(Texto fornecido)
Mais de 3.000 poetas e críticos de lusofonia!

 

 

 

 

 

 

Florisvaldo Mattos

 

 

Poesia Reunida e Inéditos
 

A obra Poesia Reunida e Inéditos concretiza uma antiga aspiração dos admiradores de Florisvaldo Mattos: ver reunida, no seu conjunto, sua poesia, dos anos 1950 até os nossos dias. O livro, publicado pela Escrituras, de São Paulo, foi lançado na Livraria Cultura, do Salvador Shopping, no último dia 14/4.

Como diz Alexei Bueno, no texto das orelhas, o livro representa “meio século de expressão lírica de um grande poeta grapiúna, soteropolitano, baiano brasileiro e
universal (...) um dos poetas com mais requintado senso da terra, da coisa rural, dos mais ligados a seu momento histórico”.

(Linhas de dados)
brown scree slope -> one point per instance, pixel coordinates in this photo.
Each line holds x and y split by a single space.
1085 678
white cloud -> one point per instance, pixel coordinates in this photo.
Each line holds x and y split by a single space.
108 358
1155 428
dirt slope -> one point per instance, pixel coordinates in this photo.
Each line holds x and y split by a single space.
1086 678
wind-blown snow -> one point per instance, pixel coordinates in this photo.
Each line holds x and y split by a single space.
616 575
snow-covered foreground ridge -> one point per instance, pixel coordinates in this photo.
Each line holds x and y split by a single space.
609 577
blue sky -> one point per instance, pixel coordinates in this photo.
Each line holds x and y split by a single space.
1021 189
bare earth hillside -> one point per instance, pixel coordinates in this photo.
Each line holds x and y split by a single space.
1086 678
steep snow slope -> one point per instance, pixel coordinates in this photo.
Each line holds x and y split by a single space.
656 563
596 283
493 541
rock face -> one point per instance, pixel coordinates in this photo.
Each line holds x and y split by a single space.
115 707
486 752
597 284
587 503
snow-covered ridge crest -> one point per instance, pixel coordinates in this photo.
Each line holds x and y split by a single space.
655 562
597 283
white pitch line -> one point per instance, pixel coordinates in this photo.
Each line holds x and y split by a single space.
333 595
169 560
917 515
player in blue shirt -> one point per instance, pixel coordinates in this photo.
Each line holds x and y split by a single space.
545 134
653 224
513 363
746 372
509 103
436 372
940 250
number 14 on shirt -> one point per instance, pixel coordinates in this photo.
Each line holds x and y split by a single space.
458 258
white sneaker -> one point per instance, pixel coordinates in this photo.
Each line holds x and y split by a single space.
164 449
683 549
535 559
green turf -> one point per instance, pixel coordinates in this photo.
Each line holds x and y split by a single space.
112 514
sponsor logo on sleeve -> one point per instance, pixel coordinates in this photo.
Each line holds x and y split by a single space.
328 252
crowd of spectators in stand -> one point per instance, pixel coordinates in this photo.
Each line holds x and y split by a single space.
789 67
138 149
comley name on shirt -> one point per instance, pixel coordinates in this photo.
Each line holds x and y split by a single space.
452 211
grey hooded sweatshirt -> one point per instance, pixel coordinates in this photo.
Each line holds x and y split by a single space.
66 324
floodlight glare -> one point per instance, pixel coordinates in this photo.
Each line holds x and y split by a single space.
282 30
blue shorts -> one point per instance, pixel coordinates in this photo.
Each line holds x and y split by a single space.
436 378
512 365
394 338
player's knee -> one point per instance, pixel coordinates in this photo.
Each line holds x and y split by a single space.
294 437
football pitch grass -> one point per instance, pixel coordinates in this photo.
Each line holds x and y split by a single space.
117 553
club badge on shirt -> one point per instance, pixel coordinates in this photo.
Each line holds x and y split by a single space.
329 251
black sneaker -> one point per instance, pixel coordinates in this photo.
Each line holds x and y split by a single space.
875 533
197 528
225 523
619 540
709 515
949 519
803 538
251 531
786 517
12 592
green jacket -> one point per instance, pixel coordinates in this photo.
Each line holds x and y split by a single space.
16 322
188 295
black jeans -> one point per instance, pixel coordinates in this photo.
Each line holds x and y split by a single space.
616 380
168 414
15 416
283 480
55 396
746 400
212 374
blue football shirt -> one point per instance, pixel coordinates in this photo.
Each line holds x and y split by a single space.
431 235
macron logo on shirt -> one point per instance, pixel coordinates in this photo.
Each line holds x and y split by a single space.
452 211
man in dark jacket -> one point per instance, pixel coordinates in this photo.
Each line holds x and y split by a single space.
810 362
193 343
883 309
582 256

(Tarefa proposta A)
Liste todos os nomes de pessoas, empresas e lugares que aparecem no texto sobre a Poesia Reunida. Não inclua o título do livro.
(Tarefa proposta B)
Responda com base no texto sobre a Poesia Reunida:
(i) Qual editora publicou o livro?
(ii) Em que data o livro foi lançado?
(iii) Quem escreveu o texto das orelhas?
(Tarefa proposta C)
Copie do texto sobre a Poesia Reunida o trecho que começa em "A obra Poesia" e termina em "último dia 14/4.".

(Resposta completa A)
Florisvaldo Mattos
Escrituras
São Paulo
Livraria Cultura
Salvador Shopping
Alexei Bueno

(Resposta completa B)
(i) A Escrituras, de São Paulo.
(ii) No dia 14/4.
(iii) Alexei Bueno.

(Resposta completa C)
A obra Poesia Reunida e Inéditos concretiza uma antiga aspiração dos admiradores de Florisvaldo Mattos: ver reunida, no seu conjunto, sua poesia, dos anos 1950 até os nossos dias. O livro, publicado pela Escrituras, de São Paulo, foi lançado na Livraria Cultura, do Salvador Shopping, no último dia 14/4.